▽

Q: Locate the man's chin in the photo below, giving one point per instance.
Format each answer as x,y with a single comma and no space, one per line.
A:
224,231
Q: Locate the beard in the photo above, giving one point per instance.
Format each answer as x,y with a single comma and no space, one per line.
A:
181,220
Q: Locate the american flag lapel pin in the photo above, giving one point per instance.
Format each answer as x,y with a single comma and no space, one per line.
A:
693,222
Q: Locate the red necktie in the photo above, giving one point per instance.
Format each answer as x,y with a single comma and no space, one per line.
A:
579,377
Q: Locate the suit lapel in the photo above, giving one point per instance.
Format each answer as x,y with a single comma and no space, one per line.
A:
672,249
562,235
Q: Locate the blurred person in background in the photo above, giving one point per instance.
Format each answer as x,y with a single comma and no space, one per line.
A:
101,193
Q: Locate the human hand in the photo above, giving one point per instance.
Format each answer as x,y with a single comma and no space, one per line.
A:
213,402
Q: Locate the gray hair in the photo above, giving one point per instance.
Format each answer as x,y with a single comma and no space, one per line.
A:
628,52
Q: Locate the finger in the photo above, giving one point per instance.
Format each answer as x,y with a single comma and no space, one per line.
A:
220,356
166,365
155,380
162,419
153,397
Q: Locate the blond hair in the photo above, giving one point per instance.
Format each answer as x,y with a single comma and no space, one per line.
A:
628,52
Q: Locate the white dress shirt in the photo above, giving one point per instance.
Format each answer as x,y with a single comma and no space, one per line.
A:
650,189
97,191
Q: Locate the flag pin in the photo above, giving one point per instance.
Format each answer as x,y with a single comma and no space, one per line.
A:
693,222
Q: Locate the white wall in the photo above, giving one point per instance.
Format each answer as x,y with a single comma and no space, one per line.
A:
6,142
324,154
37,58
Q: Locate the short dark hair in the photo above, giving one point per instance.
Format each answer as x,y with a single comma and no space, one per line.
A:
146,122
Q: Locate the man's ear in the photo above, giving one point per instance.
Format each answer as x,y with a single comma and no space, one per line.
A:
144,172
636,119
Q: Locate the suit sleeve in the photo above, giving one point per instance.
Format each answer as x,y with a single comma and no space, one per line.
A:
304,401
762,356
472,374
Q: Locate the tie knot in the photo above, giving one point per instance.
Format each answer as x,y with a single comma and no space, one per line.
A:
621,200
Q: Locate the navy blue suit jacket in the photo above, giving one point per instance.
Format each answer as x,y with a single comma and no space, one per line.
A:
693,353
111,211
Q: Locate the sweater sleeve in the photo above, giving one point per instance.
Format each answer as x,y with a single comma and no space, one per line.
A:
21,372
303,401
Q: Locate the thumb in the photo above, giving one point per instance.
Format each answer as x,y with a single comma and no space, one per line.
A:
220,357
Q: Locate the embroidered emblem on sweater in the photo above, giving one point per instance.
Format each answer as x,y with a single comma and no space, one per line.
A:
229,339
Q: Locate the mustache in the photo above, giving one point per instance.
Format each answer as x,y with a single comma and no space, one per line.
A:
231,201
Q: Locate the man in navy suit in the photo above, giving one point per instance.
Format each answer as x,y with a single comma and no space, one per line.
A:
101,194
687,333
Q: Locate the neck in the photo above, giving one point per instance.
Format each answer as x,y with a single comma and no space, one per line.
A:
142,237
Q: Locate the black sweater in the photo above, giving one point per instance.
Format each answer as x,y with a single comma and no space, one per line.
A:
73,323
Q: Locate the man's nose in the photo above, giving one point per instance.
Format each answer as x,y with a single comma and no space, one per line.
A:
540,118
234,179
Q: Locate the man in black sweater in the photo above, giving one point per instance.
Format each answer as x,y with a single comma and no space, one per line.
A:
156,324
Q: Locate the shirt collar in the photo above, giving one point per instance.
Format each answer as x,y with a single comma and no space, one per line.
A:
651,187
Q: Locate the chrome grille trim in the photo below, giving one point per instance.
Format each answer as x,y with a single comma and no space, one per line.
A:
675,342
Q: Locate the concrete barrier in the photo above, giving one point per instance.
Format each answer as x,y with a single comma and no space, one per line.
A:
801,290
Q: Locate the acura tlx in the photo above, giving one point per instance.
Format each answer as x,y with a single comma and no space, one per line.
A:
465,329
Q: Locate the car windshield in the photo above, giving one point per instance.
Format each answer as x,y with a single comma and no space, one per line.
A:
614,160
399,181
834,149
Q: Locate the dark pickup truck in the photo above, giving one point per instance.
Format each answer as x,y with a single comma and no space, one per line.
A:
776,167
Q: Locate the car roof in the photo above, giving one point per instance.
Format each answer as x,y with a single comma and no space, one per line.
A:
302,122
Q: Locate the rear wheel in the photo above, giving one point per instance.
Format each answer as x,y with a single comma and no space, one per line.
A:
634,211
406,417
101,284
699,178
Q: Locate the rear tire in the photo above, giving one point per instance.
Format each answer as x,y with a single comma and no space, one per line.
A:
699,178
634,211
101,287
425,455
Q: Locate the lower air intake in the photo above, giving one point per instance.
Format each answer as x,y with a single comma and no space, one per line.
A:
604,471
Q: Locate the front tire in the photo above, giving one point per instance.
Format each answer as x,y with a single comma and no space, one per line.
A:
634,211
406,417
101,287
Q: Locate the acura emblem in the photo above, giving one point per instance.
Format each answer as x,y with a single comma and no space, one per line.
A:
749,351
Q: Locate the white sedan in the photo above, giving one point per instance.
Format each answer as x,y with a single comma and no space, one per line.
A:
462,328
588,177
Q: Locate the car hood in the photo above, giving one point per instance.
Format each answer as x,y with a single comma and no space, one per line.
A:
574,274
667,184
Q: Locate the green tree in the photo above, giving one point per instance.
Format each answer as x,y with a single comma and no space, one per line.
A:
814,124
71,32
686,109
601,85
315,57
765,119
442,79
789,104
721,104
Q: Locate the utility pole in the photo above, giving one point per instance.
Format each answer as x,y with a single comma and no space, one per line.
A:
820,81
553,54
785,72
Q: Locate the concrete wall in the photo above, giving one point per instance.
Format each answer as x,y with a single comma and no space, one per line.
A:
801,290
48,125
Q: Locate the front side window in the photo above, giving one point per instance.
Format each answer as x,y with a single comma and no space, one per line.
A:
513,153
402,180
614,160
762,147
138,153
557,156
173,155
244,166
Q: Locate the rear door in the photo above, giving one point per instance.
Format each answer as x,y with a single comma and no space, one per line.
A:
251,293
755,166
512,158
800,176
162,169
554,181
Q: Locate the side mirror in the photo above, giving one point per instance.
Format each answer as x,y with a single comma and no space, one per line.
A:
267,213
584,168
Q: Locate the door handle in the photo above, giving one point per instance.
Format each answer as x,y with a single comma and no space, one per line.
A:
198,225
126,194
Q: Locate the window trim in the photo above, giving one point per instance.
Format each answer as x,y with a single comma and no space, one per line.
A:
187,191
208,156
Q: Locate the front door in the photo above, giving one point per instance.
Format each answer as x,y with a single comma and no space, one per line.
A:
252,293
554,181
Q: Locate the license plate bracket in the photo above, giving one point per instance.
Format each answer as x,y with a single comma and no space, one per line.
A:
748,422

△

> **Stated problem**
Make an exact copy of the material above.

> **Right answer**
Q: Locate the man's chin in the photo below, giving one point per instance.
Format each answer as x,y with a single comma and no space, one per line.
A:
224,231
Q: Locate the beard in the photo above, giving one point per instance.
Format each answer as x,y with a single comma and no space, one per line.
A:
181,220
Q: Locate the american flag lapel pin in the photo above, giving one point per instance.
Format each answer as x,y with a single comma and no space, one per line.
A:
693,222
Q: Locate the red necktie in the photo above, giving one point per instance.
Format each answer as x,y with a single comma and no space, one per line.
A:
579,377
Q: Locate the suit lapel in the photo above, giving one point per instance.
Format each answer as x,y with a single comma and no space, one per line.
A:
672,249
562,235
Q: Locate the blurred person in background in the photo above, giving one point per instance.
Format each answer as x,y with a single comma and no space, one per line.
A:
101,193
Q: Locate the human hand in the photo above, giving one point per instance.
Format each answer as x,y with a single comma and no space, one per line.
A:
213,402
Q: Locate the gray hair in the photo above, giving one point per instance.
Format each answer as x,y with a single comma and no space, one per line.
A:
628,52
Q: Locate the finger in the photo above, giving one point per instance.
Format each answer as x,y with a single comma and no space, one per line.
A:
220,356
166,365
155,380
162,419
153,397
Q: Locate the blond hair in the photo above, giving one point per instance.
Format each answer as x,y with a single comma and no space, one per line.
A:
628,52
Q: Locate the white dress shirt in the photo above, giving one point per instance.
Format each answer as x,y with a single comma and no space, one per line.
A:
650,189
97,191
Q: Locate the flag pin in the photo above, giving one point per instance.
Format each answer as x,y with a single comma and no space, one per line.
A:
693,222
Q: Locate the white wall in the photo above, giving one point per instance.
Format each answer as x,y with a single comma and no space, one per line.
A:
6,142
324,154
37,58
Q: Locate the short dark hair in the photo above, giving one point per instance.
Format each answer as x,y with a single comma and no space, one per line.
A:
146,122
Q: Locate the man's ear in the photo above, giving one point per instance.
Format each answer as x,y with a single comma and no space, one per line.
A:
144,172
636,119
Q: Locate the suit sleeve in the photo above, giving one point per instance.
Format each answer as x,y with a single comma and no space, one per line.
A:
304,401
762,356
472,374
Q: Locate the tie knot in the photo above, giving one point per instance.
Format each answer as x,y with a single comma and no space, one per line.
A:
621,200
Q: Locate the navy blue suit jacket in the photo above, giving one point per instance.
Format each answer as x,y with a single comma and no space, one per line.
A:
693,353
111,211
Q: Locate the sweater sleeve in the photo above, giving one point per instance.
Format each answer as x,y with a single comma and no space, one per line.
A:
21,372
303,401
Q: Locate the thumb in the photo above, giving one point per instance.
Format each answer as x,y with a single comma and no space, one per line.
A:
220,357
Q: Locate the embroidered emblem on sweater in the photo above, giving one point per instance.
Format each answer as x,y with a single comma and no space, one per line.
A:
229,339
Q: Locate the mustache in the photo above, giving one point per instance.
Format each answer as x,y with a single comma and no space, one per line.
A:
231,201
Q: Locate the man in navy suit in the photo above, giving one point per instance.
Format each answer as x,y with a single comma and no space, one per line.
A:
101,194
687,333
Q: Locate the neck in the photo above, giving one point per instance.
Format each answer as x,y with a single comma and no space, one per line.
A:
142,237
Q: Locate the black sweater in the photo above, giving one point per instance.
Format each answer as x,y with a single comma and no space, one per line.
A:
73,323
Q: Locate the man's nose in the photo above, giving one point per instance.
Format each answer as x,y with a single comma and no space, one per line.
A:
540,118
234,179
Q: Locate the man in black sweater in the photo above, giving one point per instance.
Format each answer as x,y with a single comma and no space, one per line.
A:
156,324
Q: Locate the shirt collar in the photo above, giving one point per instance.
Format each answer as x,y with a single comma and no space, one per line.
A:
651,187
Q: Locate the chrome grille trim in the photo below, giving one point per instance.
Format each answer as x,y with a single comma and no space, one per line.
A:
675,342
Q: Locate the concrete barrier in the photo above, giving one point per instance.
Format each answer as x,y with a single comma and no space, one per line.
A:
801,290
Q: Locate the acura tlx in the photo above, giving one point per instance.
Format each answer as x,y with a single comma and no space, one per line.
A:
465,329
Q: Locate the car windshield in the photo above, giving one point per instance.
Format each answer as x,y with a single comma and no space, one per line.
A:
614,160
399,181
834,149
Q: Locate the dark pickup truck in the photo above, giving one point per instance.
Format each answer as x,y with a single comma and no space, one per line.
A:
776,167
Q: Locate the car roof in the photo above, giving one point per instance.
Format each answer as x,y with a single comma and no space, one per line.
A:
302,122
Q: Locate the rear wheel in the photo above, giving one point per instance.
Format each answer as x,y with a single comma and no space, one per line.
A:
634,211
406,417
101,284
699,178
Q: Locate the rear tire in the photo above, giving one point per instance.
Format each answer as x,y with a single comma and no space, one per line.
A:
699,178
634,211
101,287
425,455
Q: Locate the lower air intake in the photo above, giving one point per instance.
Format each answer as x,y with a single comma and no space, one per line.
A:
604,471
Q: Locate the front tire in the photo above, giving one point per instance.
Format each answer as x,y with a single comma and no space, one per line.
A:
634,211
406,417
101,287
Q: Locate the acura emblem in the photo above, giving one point per instance.
Format each answer as x,y with a single comma and no space, one per line.
A:
749,351
Q: Locate the white sedan in the photo above, giving one point per instance.
Format each answer as x,y with a single comma and no space, one per line.
A:
462,328
588,177
Q: Locate the car hood in the photo above, giving one point per instance.
Format each answer as x,y with a single comma and no space, one per line.
A:
574,274
667,184
Q: Locate the green tree in the photo above, giving one point per instance.
Format each answer as x,y with a single comma and no space, one per line.
A:
814,124
71,32
686,109
601,85
315,57
765,119
442,79
789,104
721,104
Q: Locate the utility pole in the photo above, giving one point per instance.
Format each answer as x,y with a single comma and no space, one per line.
A:
820,81
553,54
785,72
Q: Locate the concrete wall in the photo above, giving one point per instance.
Format each answer as x,y with a single comma and no space, one per line.
A:
801,290
48,125
Q: Locate the front side window in the photo above, giving one point per instance.
Format each answer as x,y with a single comma and no space, one per line.
A:
513,153
402,180
614,160
762,147
138,153
557,156
173,155
244,166
Q: Locate the rear door in the photo above, giving one point per instance.
Format each answer as x,y with a single comma and no space, one per line.
A:
251,293
755,166
512,158
800,176
162,169
554,181
Q: Locate the side mirror in the photo above, giving one point per instance.
Format each answer as x,y with a single comma and no space, one per line.
A:
267,213
584,168
Q: Locate the door handle in the photo above, giving one point per instance.
Format each answer as x,y with a single comma and no space, one per line.
A:
198,225
126,194
Q: Locate the window trim in the photo above, giving one point per instance.
Format each answer as x,y with a single comma and no space, one per line.
A:
187,191
208,156
Q: Locate the front door in the photo above, giving one point per instance.
Format each answer as x,y with a single comma and no space, one per line.
A:
252,293
554,181
Q: Locate the license plate bracket in the photo above, giving one point per instance.
Format each answer as x,y with a single comma and no space, one per line.
A:
748,422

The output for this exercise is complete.